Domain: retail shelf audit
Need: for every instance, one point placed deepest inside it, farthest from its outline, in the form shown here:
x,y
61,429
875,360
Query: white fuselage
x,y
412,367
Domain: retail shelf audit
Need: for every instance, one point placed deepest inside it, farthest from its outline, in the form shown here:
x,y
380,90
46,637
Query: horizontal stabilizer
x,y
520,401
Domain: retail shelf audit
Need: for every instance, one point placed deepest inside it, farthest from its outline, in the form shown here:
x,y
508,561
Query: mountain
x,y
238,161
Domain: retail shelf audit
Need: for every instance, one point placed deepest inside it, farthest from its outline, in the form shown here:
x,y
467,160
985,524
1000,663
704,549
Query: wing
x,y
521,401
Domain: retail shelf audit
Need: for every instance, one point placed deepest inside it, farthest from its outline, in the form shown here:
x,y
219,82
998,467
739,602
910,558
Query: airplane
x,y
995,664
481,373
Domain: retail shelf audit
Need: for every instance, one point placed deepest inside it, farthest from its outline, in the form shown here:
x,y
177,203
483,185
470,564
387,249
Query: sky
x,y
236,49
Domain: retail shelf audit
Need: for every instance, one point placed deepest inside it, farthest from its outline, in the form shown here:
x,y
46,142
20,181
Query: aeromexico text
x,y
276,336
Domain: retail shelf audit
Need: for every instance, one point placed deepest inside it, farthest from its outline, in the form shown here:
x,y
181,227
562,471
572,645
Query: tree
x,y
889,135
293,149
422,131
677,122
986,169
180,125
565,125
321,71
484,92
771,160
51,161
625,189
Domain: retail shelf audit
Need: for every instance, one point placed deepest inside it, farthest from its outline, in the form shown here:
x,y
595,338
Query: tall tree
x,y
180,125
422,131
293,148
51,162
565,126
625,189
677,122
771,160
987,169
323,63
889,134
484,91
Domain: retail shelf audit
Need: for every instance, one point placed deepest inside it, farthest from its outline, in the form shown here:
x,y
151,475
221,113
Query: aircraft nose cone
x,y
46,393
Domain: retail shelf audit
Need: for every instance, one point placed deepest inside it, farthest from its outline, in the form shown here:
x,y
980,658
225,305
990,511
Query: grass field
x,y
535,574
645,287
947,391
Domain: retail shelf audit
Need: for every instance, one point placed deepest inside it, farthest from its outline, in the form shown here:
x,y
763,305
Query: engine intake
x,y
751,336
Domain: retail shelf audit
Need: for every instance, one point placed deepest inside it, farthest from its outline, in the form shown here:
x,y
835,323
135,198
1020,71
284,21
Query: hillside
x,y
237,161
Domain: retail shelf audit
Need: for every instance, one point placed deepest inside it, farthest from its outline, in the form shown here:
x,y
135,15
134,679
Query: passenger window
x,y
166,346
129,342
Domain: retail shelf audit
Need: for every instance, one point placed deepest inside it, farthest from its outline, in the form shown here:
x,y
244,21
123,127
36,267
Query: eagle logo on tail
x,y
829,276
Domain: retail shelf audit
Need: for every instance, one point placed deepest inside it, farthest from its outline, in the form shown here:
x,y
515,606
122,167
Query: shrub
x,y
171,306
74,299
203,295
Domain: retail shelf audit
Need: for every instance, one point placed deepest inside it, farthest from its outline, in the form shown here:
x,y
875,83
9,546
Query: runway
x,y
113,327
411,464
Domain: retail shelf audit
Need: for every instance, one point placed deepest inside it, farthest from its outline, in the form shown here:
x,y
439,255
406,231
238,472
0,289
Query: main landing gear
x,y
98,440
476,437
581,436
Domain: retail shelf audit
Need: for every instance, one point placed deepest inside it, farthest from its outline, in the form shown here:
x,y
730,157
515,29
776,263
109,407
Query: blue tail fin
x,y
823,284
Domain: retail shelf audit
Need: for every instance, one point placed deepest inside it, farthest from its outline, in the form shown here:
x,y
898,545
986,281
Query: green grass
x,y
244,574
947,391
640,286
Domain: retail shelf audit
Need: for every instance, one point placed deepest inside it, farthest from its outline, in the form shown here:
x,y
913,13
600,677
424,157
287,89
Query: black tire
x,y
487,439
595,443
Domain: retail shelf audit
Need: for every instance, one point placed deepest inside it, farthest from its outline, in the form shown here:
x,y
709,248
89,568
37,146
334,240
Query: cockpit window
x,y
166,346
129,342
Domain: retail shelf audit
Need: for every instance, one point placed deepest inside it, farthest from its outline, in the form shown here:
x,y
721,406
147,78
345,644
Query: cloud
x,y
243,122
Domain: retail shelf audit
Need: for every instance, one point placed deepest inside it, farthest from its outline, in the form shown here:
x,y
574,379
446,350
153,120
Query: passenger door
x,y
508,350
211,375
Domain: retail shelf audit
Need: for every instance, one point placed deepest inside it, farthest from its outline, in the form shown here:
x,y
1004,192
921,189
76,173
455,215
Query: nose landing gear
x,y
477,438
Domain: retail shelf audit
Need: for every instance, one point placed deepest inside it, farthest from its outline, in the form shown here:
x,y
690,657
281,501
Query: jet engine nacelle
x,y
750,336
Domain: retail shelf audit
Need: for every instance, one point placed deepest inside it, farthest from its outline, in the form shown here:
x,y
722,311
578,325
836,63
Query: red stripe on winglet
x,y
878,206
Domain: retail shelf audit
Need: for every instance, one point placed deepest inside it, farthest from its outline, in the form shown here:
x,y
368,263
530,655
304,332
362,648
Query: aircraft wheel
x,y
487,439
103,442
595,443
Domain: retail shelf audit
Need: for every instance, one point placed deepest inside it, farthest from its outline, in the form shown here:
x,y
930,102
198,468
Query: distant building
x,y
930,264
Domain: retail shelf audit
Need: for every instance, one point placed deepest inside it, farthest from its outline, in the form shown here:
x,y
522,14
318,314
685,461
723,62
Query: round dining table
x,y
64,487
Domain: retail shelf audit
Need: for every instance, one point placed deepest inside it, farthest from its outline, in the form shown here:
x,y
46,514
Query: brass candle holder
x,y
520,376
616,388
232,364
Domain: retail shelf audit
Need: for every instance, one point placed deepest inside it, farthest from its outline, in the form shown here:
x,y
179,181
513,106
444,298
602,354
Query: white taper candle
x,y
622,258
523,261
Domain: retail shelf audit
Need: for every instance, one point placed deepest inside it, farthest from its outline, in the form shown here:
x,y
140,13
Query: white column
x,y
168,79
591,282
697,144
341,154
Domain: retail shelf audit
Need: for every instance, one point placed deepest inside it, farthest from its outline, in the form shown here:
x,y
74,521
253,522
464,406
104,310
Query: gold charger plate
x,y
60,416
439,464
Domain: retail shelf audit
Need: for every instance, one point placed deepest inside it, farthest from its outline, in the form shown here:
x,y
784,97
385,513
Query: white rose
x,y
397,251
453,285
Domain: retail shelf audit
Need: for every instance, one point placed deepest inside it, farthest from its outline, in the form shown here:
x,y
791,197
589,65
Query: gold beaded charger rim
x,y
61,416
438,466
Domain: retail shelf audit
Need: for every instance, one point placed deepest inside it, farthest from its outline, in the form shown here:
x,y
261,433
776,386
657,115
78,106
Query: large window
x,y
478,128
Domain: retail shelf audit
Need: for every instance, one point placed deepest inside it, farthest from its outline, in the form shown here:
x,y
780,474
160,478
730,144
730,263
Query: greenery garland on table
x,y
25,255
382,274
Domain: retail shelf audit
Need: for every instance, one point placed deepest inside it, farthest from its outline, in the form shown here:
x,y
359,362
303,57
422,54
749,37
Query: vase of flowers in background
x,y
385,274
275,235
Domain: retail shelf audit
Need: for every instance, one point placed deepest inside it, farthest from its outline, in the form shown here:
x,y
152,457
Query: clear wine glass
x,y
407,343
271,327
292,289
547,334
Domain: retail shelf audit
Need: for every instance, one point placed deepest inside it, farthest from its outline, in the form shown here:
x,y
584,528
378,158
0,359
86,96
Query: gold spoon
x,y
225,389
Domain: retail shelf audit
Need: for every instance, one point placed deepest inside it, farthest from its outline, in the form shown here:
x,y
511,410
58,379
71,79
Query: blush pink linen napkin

○ ○ ○ ○ ○ ○ ○

How many lines of the data above contain the string "table"? Reply with the number alone.

2